_WHAT THE TASK ASKS_
Copy out, word for word, the data below from the line containing "collar in the photo above." through the end of the data, including that first line.
--- BEGIN DATA RECORDS ---
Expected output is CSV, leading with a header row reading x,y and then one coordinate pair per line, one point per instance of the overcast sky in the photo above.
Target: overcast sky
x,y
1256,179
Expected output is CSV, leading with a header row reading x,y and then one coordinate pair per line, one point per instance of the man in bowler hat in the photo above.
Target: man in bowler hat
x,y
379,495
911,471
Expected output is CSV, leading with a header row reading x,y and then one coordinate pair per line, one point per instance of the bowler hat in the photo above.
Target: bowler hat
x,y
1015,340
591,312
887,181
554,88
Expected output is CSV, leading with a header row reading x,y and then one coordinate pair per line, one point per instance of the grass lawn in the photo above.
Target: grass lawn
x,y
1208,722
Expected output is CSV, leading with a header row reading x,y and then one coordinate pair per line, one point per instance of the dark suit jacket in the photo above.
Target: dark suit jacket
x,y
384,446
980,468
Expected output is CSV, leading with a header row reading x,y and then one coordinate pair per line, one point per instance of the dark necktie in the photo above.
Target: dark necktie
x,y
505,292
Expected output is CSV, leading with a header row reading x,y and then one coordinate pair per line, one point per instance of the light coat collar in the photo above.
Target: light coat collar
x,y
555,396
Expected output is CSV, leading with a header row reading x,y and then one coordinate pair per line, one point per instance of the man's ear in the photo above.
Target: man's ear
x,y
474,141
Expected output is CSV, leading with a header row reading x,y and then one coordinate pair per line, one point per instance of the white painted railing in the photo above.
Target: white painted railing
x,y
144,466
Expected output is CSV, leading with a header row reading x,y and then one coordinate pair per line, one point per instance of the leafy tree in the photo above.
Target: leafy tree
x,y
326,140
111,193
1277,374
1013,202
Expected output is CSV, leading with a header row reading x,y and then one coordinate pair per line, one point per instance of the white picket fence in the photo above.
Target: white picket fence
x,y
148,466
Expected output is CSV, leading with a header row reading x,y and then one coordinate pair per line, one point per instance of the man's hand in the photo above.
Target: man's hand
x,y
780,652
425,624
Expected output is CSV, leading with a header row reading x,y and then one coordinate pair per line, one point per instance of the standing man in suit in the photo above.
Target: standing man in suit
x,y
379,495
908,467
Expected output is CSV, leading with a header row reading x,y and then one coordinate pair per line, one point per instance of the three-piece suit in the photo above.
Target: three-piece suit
--- END DATA RECORDS ---
_THE RESPONSE_
Expected output is CSV, leading with a header row reading x,y and then one coordinate pair per line, one point per instance of the light coat collar in the photo above.
Target: light coat collar
x,y
555,396
Expected output is CSV, leading with a header row reading x,y and then one coordinate pair per line, one point per instance of the man's ear in the photo above.
Target: man's ear
x,y
474,141
Expected output is CSV, leading with a header row reading x,y and then one coordinate pair per line, one point per instance of the white painted railing in the photo above.
Target: white painted railing
x,y
144,466
Expected output is CSV, leading with a header row reading x,y and then one coordinate pair per line, one point per instance of the leafy tree in the photo above.
Target: leafy tree
x,y
326,140
111,193
1277,374
1013,202
Expected output is CSV, leading with a header row reading x,y and then one coordinate pair per line, one point per instance of the white picket fence in the photo above.
Target: white picket fence
x,y
148,466
Expected output is CSV, leading with a header row reading x,y and then one coordinate pair per line, one point per instance of the man's hand in the photo above.
Target: man's hand
x,y
780,652
425,624
Expected output is CSV, leading with a header row reading x,y and then one coordinate pair per line, one point per instance of the standing man in suit in the photo above.
Target: standing man in suit
x,y
379,495
908,467
Expected output is CSV, leading with a header row reading x,y and then one coordinate pair per line, one point per instance of the three-piece suit in the photo above.
Target: three-piece suit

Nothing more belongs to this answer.